■ PROBLEM STATEMENT: Copy the data below exactly, omitting any picture it contains.
• • • • •
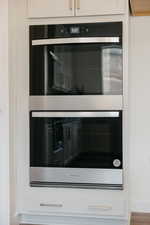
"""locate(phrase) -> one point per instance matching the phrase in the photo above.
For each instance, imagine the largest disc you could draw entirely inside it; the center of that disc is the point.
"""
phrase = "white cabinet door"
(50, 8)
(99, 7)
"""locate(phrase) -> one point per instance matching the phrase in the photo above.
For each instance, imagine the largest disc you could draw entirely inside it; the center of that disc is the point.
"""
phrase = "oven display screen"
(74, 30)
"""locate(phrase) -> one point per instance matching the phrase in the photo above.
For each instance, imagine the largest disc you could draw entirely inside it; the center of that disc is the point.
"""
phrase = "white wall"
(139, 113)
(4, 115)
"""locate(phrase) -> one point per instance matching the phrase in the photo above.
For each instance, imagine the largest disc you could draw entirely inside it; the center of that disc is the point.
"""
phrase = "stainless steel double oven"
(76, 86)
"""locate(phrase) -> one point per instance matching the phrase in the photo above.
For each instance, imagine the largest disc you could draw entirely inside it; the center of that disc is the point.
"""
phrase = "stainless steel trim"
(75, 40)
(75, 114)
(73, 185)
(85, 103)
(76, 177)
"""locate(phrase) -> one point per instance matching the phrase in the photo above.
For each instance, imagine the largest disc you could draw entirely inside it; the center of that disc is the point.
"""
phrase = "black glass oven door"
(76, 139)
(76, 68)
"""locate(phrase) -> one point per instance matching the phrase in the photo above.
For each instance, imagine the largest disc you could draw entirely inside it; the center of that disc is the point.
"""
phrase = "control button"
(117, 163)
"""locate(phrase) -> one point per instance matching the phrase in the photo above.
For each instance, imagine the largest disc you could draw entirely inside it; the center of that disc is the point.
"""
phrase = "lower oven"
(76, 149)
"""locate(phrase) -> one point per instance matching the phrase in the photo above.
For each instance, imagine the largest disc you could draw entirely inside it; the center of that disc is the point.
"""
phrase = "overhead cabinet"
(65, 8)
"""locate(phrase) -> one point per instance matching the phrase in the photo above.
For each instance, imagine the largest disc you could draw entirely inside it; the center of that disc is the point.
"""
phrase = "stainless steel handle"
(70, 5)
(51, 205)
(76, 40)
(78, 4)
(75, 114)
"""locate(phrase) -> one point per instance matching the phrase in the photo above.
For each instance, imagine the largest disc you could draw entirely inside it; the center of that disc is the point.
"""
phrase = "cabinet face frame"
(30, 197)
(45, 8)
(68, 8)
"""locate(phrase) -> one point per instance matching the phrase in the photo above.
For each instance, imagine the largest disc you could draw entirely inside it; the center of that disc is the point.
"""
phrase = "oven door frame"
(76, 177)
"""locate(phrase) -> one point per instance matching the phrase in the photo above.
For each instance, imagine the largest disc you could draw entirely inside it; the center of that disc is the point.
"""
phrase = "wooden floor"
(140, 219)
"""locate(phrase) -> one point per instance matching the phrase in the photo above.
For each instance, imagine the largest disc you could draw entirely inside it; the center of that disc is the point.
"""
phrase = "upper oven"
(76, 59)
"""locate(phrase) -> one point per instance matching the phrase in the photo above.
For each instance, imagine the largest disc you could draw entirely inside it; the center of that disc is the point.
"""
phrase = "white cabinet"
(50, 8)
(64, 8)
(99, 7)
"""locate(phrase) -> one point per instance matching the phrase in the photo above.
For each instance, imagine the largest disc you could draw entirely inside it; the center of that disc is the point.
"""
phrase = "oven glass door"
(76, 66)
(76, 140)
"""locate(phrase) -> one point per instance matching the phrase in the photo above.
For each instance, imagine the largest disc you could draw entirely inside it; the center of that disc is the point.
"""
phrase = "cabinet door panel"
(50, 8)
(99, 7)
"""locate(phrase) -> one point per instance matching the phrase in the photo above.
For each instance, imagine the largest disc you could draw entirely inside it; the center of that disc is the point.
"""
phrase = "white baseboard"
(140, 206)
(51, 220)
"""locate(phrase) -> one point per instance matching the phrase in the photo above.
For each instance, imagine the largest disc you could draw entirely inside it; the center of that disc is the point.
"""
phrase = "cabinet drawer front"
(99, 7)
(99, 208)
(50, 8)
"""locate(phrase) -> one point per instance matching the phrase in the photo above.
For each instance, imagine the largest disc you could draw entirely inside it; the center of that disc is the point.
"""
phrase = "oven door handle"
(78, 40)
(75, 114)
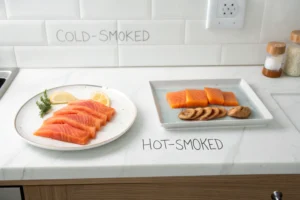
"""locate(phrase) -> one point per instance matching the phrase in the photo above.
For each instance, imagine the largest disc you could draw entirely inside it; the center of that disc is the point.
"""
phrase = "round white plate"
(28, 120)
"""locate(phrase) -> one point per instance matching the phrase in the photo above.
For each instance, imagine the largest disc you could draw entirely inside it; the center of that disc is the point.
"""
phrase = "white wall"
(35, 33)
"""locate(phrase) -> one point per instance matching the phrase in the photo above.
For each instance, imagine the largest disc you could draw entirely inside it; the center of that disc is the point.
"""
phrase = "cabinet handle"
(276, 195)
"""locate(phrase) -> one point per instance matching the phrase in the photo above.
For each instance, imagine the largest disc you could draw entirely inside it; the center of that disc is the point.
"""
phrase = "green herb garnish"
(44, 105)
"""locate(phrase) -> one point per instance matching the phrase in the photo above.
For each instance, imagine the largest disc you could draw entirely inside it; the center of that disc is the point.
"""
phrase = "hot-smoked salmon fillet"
• • • • •
■ EXERCISE ANSWER:
"""locate(phrase) -> one point per instance matching the phrase in the photo above.
For each instance, imagine the largest disc you could draw entirely inside it; the center of that disc is the point.
"""
phrase = "white cabinet door"
(50, 8)
(99, 7)
"""locate(phrase) -> one point per instance matching the phrase in the photo above.
For each instance, imagine the largest disc you could draw entirely inside it; the center of that disc is the point.
"""
phrase = "oven display screen"
(74, 30)
"""locate(phrase) -> one point per instance matching the phrase in the photo above.
For each instance, imagine the largest disc you could draw entirely inside it; the center of that disc is the point.
"""
phrase = "white wall"
(139, 113)
(4, 115)
"""locate(phrase) -> one point per instance matching the phrase in the photo above.
For each instance, imagine the largest disc you could draw entirely inside it; the center of that disc is the point.
"""
phrase = "stainless steel double oven"
(76, 86)
"""locate(phrase) -> one point per instance matching the phrase in the photo above.
For each instance, imagine the largest disc you could draw entirely inside it; the center of that disc is the point.
"""
phrase = "stainless steel trim"
(75, 40)
(75, 114)
(73, 185)
(85, 103)
(76, 177)
"""locate(phrase) -> one point per instance matching the phrase in the photo above.
For each instance, imagine the largest disc you could draw entirely inside it; the center of that disc is the point.
"""
phrase = "black glass oven door"
(76, 139)
(76, 68)
"""locate(phrase) -> one point per instance matching the phrase in the photo above.
For each instance, imagine the largest disc you could draw entirely inside it; the center of that disc is the point.
"""
phrase = "control button"
(117, 163)
"""locate(phrase) -> one point per instance matching the phrase in the photo above.
For each instance, imagine the largest disc you could draw entirely inside it; the center of that disc is the point.
"""
phrase = "lower oven"
(76, 149)
"""locate(phrase) -> one point per instance matching the phrase in the photo above.
For each instance, imagine the largest disc you could draw entirely inside it; the center of that disc is the point.
"""
phrase = "overhead cabinet"
(65, 8)
"""locate(phrase) -> one point per instance matching the phrase in the photo above.
For each instance, imagine the largest disc you could draw entirely inside it; the center of that disc is the point.
"""
phrase = "stainless steel handle"
(70, 5)
(51, 205)
(76, 40)
(78, 4)
(75, 114)
"""locate(phrase) -> one point per instance matching the phrase in the photo above.
For each instance, imagine the largest disc you could draw entirely inside it; the center of that disc is the point.
"""
phrase = "cabinet face frame"
(30, 197)
(45, 8)
(68, 8)
"""locate(phrase) -> one point per instance matching the phrase in the photo above.
For each instance, imagine the largest disc you could draw entirely inside it; the center of that disc is the point.
"""
phrase = "oven door frame"
(76, 177)
"""locate(phrase) -> one point per instance matching the phrase in the photo above.
For each instance, imagine the largest disc you could draw entirely inside it; the center of that disc is the point.
"""
phrase = "wooden floor"
(140, 219)
"""locate(phrase) -> one point per instance matching the phrase in the photo above.
For each instance, imagine the largest disc you could draw entirely inside it; the center of that disc is the point.
"""
phrase = "upper oven"
(76, 59)
"""locate(phrase) -> one point per instance matching the phrase in the photo above.
For each instance, imagine the largest disc you could draw entirely inside it; the center of that disc is the point.
"""
phrase = "white cabinet"
(50, 8)
(64, 8)
(99, 7)
"""locate(phrase) -> one point per instance matching the phrase in the photo above.
For each instance, imagine the largest disc you could draw entirely inside it; the center of that disc is the point.
"""
phrase = "oven glass door"
(76, 66)
(76, 140)
"""locate(phrase) -> one point per instance matching the phrase in the photo above.
For each instance, imagine the largest disc you could draw entirely inside it; the center of that disc is the point.
"""
phrase = "cabinet door panel"
(50, 8)
(99, 7)
"""locate(phrase) -> one point per instance matching the phrase in the photo above.
For each instance, imagine the largest disc you could draw entirely inside it; the center of that disc is the point.
"""
phrase = "white baseboard"
(140, 206)
(51, 220)
"""locate(phrase) -> one point per instance matching the phrase in the photo above.
For each instance, imagine the largest disc you could draw entirely inside it; the center of that disc is the point.
"""
phrase = "cabinet drawer front"
(99, 7)
(99, 208)
(50, 8)
"""locate(phrase) -> one point per instance matching the phrase in the photo above.
For each instance, imagine the largest disc you could draw entirely inside it; the center of that disc is the point.
"""
phrase = "oven door handle"
(78, 40)
(75, 114)
"""locate(phrase) -> one point per instance matching the phrase in the photo above.
For each instance, imagine the largest disc you could draw entirely inside it; the center of that disc is the point.
"""
phrase = "round white plate"
(28, 120)
"""locate(phrase) -> one point per instance matching the phrase in the photo above.
For each instance, imagine the largest disc you could draw entirely inside it; the center of that disc is the point.
"""
phrase = "white wall"
(35, 33)
"""locate(phrase) -> one point per instance matching the phrase in the photo above.
For each instance, imagine the largest disc you could draw entirely inside it; the center of that disc is the point.
"""
phrase = "cabinet handle"
(276, 195)
"""locate(phrase) -> one point per instance matching the phrase in the photo above.
For each instance, imagine the largest disc you could draw entirely inside it; the center of that disc is the point.
"""
phrase = "green herb garnish"
(44, 105)
"""locate(phrase) -> one point per instance matching the phrase in the photo above.
For each instance, imagine the largest disc you could draw entirely inside it; the center of that disc is the point.
"""
phrase = "hot-smoked salmon fillet"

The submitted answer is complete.